● **ИСХОДНЫЙ ТЕКСТ**

<<<<

Итак, мы отправились в путь с метателем говна.
Сестра из отделения в больнице «Северный Манчестер» хорошо знала Тома Смита. Это была та самая больница, где он напал на медсестру, так что им было сложновато забыть его.
Пока мы разговаривали с медперсоналом, из него вывалилась большая какашка. К. К. одела его в больничную сорочку, так что мы получили полный обзор его костлявой задницы. Сотрудники скорой помощи посмотрели на меня, и я извинился, сам не знаю почему: он просто был грязным ублюдком.
Медсестра спросила, зачем он это сделал.
– Отвали, шлюха, – сказал он, соскребая дерьмо с кровати и отправляя его на пол. Нас не смогли достаточно быстро доставить в боковую палату.
В палате стояла духота, вентиляции не было. Нам пришлось ждать два часа, прежде чем приехал врач. К этому моменту зэк еще раз обосрался, и палата стала вонять просто адски – а мы были прямо напротив главной стойки регистрации. Смит попытался плюнуть в доктора, назвал его ублюдком и отказался сдавать кровь или подписывать отказ.
– Послушайте, – сказал доктор, отведя меня в сторону. – Если мы возьмем его кровь, а потом он откажется от лечения, то ладно. Мы хотя бы попробовали. Если мы даже не попытаемся, а он уедет отсюда и умрет, у нас будут еще бо́льшие неприятности.
Мы вернулись в палату, доктор отошел в сторону, а Бумагомаратель накрыл голову Смита простыней. Мерзавец плевался, как верблюд, а я схватил его за хилую руку, положил ладонь ему на грудь и прижал к кровати. Любой наблюдавший за нами начальник пришел бы в ужас, но черт с ним, главное, что все получилось. Доктор вонзил шприц в придурка, взял кровь и избежал того, чтобы его окатили мокротой.

>>>>

● **ЧТО НУЖНО СДЕЛАТЬ**
A) Сколько времени, согласно тексту о Томе Смите в больнице, пришлось ждать в боковой палате до приезда врача?
B) Напишите продолжение текста о Томе Смите в больнице, начав сразу после его последнего предложения.

● **ДАННЫЕ ДЛЯ УПРАЖНЕНИЯ**

<<<<

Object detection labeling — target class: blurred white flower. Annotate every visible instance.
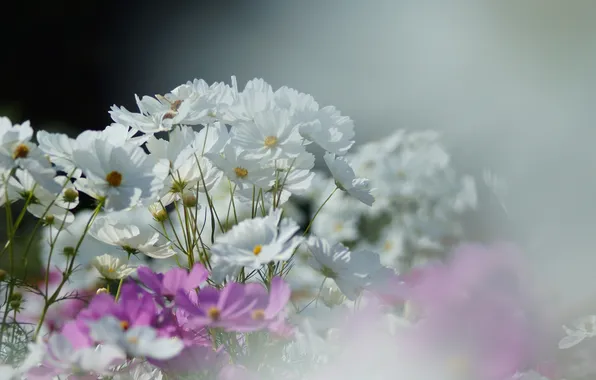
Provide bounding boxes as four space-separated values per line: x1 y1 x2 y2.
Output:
323 153 375 206
91 253 136 280
205 145 275 190
300 106 354 156
559 315 596 349
211 210 303 276
306 236 383 300
230 108 304 160
89 217 176 259
73 136 168 211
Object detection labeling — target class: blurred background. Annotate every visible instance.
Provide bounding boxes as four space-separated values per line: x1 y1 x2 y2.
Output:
0 0 596 311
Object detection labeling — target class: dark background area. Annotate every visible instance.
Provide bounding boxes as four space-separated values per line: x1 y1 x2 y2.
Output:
0 0 243 135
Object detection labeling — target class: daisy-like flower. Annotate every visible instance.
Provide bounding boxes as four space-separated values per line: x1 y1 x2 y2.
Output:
91 253 136 280
306 236 385 300
186 79 235 125
323 153 375 206
226 78 275 125
231 108 304 160
211 210 302 273
559 315 596 349
110 90 196 134
36 131 81 178
27 204 75 229
89 217 176 259
205 144 275 190
73 138 168 211
300 106 354 155
0 117 60 193
89 316 184 360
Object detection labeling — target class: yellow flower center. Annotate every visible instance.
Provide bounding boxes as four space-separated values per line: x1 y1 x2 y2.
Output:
264 136 277 148
95 288 109 294
120 321 130 331
12 144 29 160
446 355 470 376
163 111 176 119
106 170 122 187
170 99 182 112
207 306 221 321
383 240 393 251
234 167 248 178
252 309 265 321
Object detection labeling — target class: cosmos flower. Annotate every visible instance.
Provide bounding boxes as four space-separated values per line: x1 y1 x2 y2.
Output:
73 137 168 211
91 253 136 280
323 153 375 206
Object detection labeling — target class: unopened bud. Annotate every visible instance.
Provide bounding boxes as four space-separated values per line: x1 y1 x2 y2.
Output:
9 300 21 311
9 293 23 302
62 247 75 257
63 188 79 203
149 203 168 223
182 193 197 208
45 214 55 226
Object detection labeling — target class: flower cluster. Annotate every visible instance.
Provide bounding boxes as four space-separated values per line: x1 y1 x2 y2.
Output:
294 130 477 271
0 77 576 380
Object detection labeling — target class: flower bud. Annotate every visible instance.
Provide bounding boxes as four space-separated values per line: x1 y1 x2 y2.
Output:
9 300 21 311
9 292 23 302
182 193 197 208
45 214 55 226
62 246 75 257
63 188 79 203
149 203 168 223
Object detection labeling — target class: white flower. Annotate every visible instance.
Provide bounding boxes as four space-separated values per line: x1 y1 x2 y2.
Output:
311 190 366 242
73 138 168 211
559 315 596 349
160 156 222 206
110 90 196 134
211 210 302 280
225 78 275 125
89 316 184 360
307 236 384 300
231 109 304 160
36 131 81 178
205 145 275 189
27 204 75 229
511 371 552 380
186 79 235 125
300 106 354 156
323 153 375 206
9 169 79 209
89 217 176 259
91 253 136 280
0 169 20 206
0 117 60 193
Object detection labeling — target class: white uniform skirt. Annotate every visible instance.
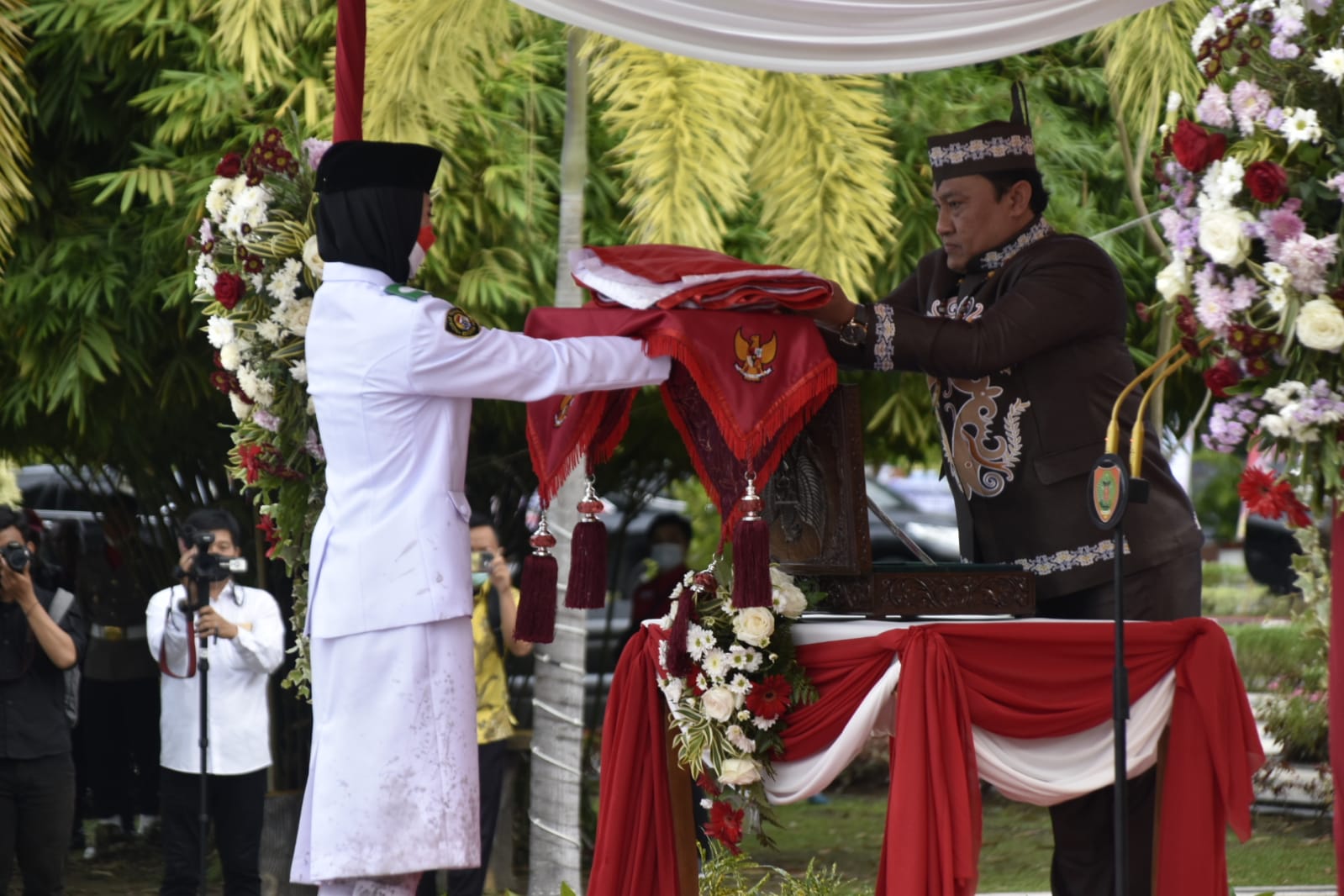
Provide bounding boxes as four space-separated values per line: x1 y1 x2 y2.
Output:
290 617 481 884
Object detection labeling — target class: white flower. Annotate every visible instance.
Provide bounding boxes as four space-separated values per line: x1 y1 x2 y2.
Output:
267 258 303 303
219 341 242 371
303 234 323 279
770 567 808 619
1278 108 1326 146
700 687 738 721
219 184 270 242
719 757 761 788
229 393 251 422
660 678 685 705
685 622 714 660
256 319 285 345
703 647 730 681
723 725 756 752
206 317 234 348
1199 211 1254 266
1312 47 1344 85
206 175 247 220
1297 296 1344 352
1157 258 1189 299
196 254 219 297
1265 286 1288 314
1263 262 1292 286
732 607 774 647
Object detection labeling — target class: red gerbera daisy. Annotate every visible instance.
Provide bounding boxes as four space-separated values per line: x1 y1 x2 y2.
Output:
747 676 793 719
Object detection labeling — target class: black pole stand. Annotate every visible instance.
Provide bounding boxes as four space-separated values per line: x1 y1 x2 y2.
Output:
1088 454 1148 896
192 567 211 896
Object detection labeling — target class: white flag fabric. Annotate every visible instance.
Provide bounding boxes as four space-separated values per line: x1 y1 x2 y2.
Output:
516 0 1164 75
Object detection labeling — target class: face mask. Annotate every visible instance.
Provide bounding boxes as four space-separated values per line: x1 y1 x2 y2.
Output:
406 227 438 279
649 541 685 570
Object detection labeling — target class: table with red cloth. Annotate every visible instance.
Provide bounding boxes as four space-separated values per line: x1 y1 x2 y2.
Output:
588 619 1265 896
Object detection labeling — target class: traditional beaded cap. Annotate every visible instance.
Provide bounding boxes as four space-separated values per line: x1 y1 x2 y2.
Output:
929 83 1036 184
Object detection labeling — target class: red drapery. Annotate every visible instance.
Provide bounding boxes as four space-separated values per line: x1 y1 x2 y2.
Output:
525 305 836 532
588 619 1263 896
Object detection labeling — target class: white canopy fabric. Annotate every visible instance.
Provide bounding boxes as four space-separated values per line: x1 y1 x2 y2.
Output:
516 0 1164 75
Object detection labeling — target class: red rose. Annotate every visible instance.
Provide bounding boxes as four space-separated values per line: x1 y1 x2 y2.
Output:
215 152 243 177
1172 119 1227 172
1204 357 1241 398
215 272 246 310
704 802 742 856
1246 161 1288 206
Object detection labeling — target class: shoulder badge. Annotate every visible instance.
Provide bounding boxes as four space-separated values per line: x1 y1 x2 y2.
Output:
383 283 429 303
444 308 481 339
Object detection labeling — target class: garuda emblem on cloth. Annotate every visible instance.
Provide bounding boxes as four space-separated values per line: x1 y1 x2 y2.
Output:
732 326 779 382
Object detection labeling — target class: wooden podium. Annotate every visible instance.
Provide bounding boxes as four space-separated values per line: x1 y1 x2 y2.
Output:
765 384 1036 618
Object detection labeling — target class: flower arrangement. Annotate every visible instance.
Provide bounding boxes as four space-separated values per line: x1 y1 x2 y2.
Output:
188 120 329 689
1157 0 1344 526
659 563 817 853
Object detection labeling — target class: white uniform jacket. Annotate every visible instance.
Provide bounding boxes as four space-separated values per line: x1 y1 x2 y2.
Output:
305 262 669 638
145 582 285 775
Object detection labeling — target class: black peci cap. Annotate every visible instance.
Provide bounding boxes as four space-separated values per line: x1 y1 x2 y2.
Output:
317 140 442 193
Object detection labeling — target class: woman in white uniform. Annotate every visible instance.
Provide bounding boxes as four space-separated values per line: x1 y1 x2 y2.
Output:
292 141 669 896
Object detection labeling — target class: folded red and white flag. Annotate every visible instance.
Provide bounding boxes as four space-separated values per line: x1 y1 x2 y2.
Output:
568 243 832 310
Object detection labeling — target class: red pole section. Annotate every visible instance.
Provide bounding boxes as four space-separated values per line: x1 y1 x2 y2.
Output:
332 0 367 142
1329 503 1344 892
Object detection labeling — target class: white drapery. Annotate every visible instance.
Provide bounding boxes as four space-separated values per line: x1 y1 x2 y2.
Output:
516 0 1165 74
765 620 1176 806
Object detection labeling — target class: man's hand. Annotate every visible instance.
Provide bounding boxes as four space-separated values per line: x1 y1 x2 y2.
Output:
196 606 238 638
0 560 39 614
796 281 859 329
488 551 514 593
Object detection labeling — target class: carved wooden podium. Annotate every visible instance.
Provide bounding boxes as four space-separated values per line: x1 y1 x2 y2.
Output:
765 384 1036 618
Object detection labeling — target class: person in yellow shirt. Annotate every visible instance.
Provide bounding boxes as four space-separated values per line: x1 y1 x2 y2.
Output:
415 514 532 896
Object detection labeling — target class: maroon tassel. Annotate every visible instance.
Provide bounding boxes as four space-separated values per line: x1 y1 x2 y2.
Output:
565 478 606 610
732 473 770 610
514 510 561 644
668 588 695 678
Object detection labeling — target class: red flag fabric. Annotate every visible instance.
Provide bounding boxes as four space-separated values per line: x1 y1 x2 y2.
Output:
525 305 836 532
332 0 366 142
570 243 833 310
588 619 1265 896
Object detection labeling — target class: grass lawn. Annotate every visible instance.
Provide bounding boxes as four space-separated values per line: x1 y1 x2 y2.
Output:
745 793 1335 893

>>>>

● **ОТВЕТЫ К ЗАДАНИЯМ**
A) Два часа.

B)
Том Смит, однако, теперь клокотал и булькал, маленькая машинка для производства дерьма. Мы пробыли в больнице три с половиной часа, и на меня накатила дурнота. Я и сейчас чувствую эту вонь. Бумагомаратель был прав. Мы часто смеялись от отчаяния. Смит отказался убираться, так же как отказался и от процедуры, накрыв простыней свою ужасную башку. Через четыре часа пришли наши сменщики. И никогда еще я не был так рад закончить рабочий день.
Затем был Кросби, парень из крыла А, не сексуальный преступник, а тот, кто проходил по программе собственной защиты – он залез в долги в крыле В из-за наркотиков. Мы приняли его в медицинское отделение потому, что у него было расстройство личности и он угрожал причинить себе вред.
Был прекрасный солнечный день, и мы вывели во двор около тринадцати заключенных, чтобы те могли немного размяться. Не успели они выйти, как я заметил, что мои зэки сбились в кучу возле забора.
– Мистер Сэмворт! Мистер Сэмворт! Впустите нас!
Это были парни категории А, требующие высокого уровня безопасности, из тех, с кем не хотелось бы встречаться на темной улице. И вот эти ребята сгрудились, как дети, в страхе прижимаясь друг к другу.
Посреди двора стоял Кросби, совершенно голый. Сначала я подумал, что он прикрывает свой член, но нет. У него в руках было дерьмо. Он медленно начал втирать эту дрянь себе в живот, грудь и голову. Вонь была невероятной.
– А-а-а-а! А-а-а! Держите его подальше от нас!
Три часа спустя, когда все успокоились и он помылся и переоделся, я спросил Кросби, что на него нашло.
– Не знаю, мистер С., – сказал он. – Просто мне показалось, что это правильно.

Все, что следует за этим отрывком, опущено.